_WHAT YOU WILL DO_. Output all of the entries below precisely as written.

Position identification records
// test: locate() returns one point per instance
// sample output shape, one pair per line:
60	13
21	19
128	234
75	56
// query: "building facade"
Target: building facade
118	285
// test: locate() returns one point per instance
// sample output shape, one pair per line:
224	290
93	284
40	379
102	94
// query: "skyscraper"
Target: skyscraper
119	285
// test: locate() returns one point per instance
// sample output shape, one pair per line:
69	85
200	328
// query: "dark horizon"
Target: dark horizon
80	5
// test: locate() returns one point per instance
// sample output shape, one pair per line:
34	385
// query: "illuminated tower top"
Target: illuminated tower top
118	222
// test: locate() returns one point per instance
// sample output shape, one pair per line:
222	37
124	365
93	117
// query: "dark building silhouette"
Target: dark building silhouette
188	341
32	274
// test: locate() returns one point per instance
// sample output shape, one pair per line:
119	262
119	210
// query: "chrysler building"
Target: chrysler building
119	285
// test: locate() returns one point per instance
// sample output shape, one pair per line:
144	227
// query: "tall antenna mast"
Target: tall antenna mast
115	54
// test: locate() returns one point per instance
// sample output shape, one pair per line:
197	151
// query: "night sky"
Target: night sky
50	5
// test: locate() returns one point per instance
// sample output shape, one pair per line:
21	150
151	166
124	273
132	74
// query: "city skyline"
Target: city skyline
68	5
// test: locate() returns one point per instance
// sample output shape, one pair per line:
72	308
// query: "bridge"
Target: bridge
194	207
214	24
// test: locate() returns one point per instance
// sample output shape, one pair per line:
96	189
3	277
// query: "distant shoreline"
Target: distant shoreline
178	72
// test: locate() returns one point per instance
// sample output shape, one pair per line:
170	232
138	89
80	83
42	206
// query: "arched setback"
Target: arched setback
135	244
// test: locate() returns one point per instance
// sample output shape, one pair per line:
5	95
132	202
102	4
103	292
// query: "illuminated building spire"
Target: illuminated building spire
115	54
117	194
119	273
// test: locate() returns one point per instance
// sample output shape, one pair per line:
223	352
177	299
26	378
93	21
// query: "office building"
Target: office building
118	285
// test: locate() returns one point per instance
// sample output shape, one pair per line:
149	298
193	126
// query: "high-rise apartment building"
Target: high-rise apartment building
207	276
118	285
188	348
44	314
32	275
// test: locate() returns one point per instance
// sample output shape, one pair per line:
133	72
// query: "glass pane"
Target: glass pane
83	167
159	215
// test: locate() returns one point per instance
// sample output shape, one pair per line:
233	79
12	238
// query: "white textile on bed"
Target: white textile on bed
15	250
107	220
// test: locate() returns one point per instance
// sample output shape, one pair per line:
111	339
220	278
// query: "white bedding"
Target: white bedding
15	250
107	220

_THE RESPONSE_.
// test: locate() returns one point per instance
// sample output shape, one pair per line:
60	13
21	19
128	234
75	56
// query: "building facade"
Target: building facade
118	285
// test: locate() returns one point per instance
// sample output shape, one pair per line:
224	290
93	284
40	379
102	94
// query: "skyscraper"
Target: skyscraper
119	285
// test: locate() returns one point per instance
// sample output shape, one pair per line:
69	85
200	328
// query: "dark horizon"
Target: dark horizon
80	5
// test: locate() returns one point per instance
// sample output shape, one pair per line:
34	385
// query: "illuminated tower top"
Target: illuminated tower top
118	222
// test: locate() returns one point per instance
// sample output shape, one pair per line:
222	37
124	365
93	117
// query: "dark building silhouette"
Target: dark building silhouette
188	341
32	274
// test: locate() returns one point per instance
// sample output shape, one pair per line:
119	262
119	210
// query: "chrysler building"
Target: chrysler building
119	285
// test: locate() returns one point per instance
// sample output shape, one pair per line:
144	227
// query: "tall antenna mast"
Target: tall antenna mast
115	54
// test: locate() returns one point per instance
// sample output shape, one pair per line:
197	151
// query: "night sky"
Target: night sky
50	5
// test: locate() returns one point per instance
// sample output shape, one pair per line:
21	150
151	166
124	273
132	74
// query: "city skyline"
Target: city skyline
68	5
// test: locate() returns one point per instance
// sample output shape, one pair per line:
72	308
// query: "bridge"
Target: bridge
194	207
214	24
// test: locate() returns one point per instance
// sample output shape, one pair per line:
96	189
3	277
// query: "distant shoreline"
Target: distant shoreline
178	72
// test: locate() returns one point per instance
// sample output shape, one pair per line:
170	232
138	89
80	83
42	206
// query: "arched setback"
Target: arched setback
135	244
// test: locate() returns one point per instance
// sample output shape, one pair per line:
5	95
132	202
102	4
103	292
// query: "illuminated building spire"
Target: illuminated building spire
115	54
117	194
119	273
// test: locate() returns one point per instance
// sample output shape, one pair per line:
223	352
177	299
26	378
93	21
// query: "office building"
Target: office building
118	285
// test: locate() returns one point per instance
// sample output shape, one pair per line:
149	298
193	126
// query: "high-rise apartment building"
Target: high-rise apartment building
207	276
118	285
188	348
44	314
32	275
// test: locate() returns one point per instance
// sample output shape, one pair per line:
133	72
// query: "glass pane"
Target: glass pane
83	167
159	215
// test: locate() returns one point per instance
// sample output shape, one pair per line:
233	79
12	238
// query: "white textile on bed"
Target: white textile on bed
15	250
107	220
// test: locate() returns one point per instance
// sample output shape, one pair per line:
111	339
220	278
// query: "white bedding"
Target: white bedding
15	250
107	220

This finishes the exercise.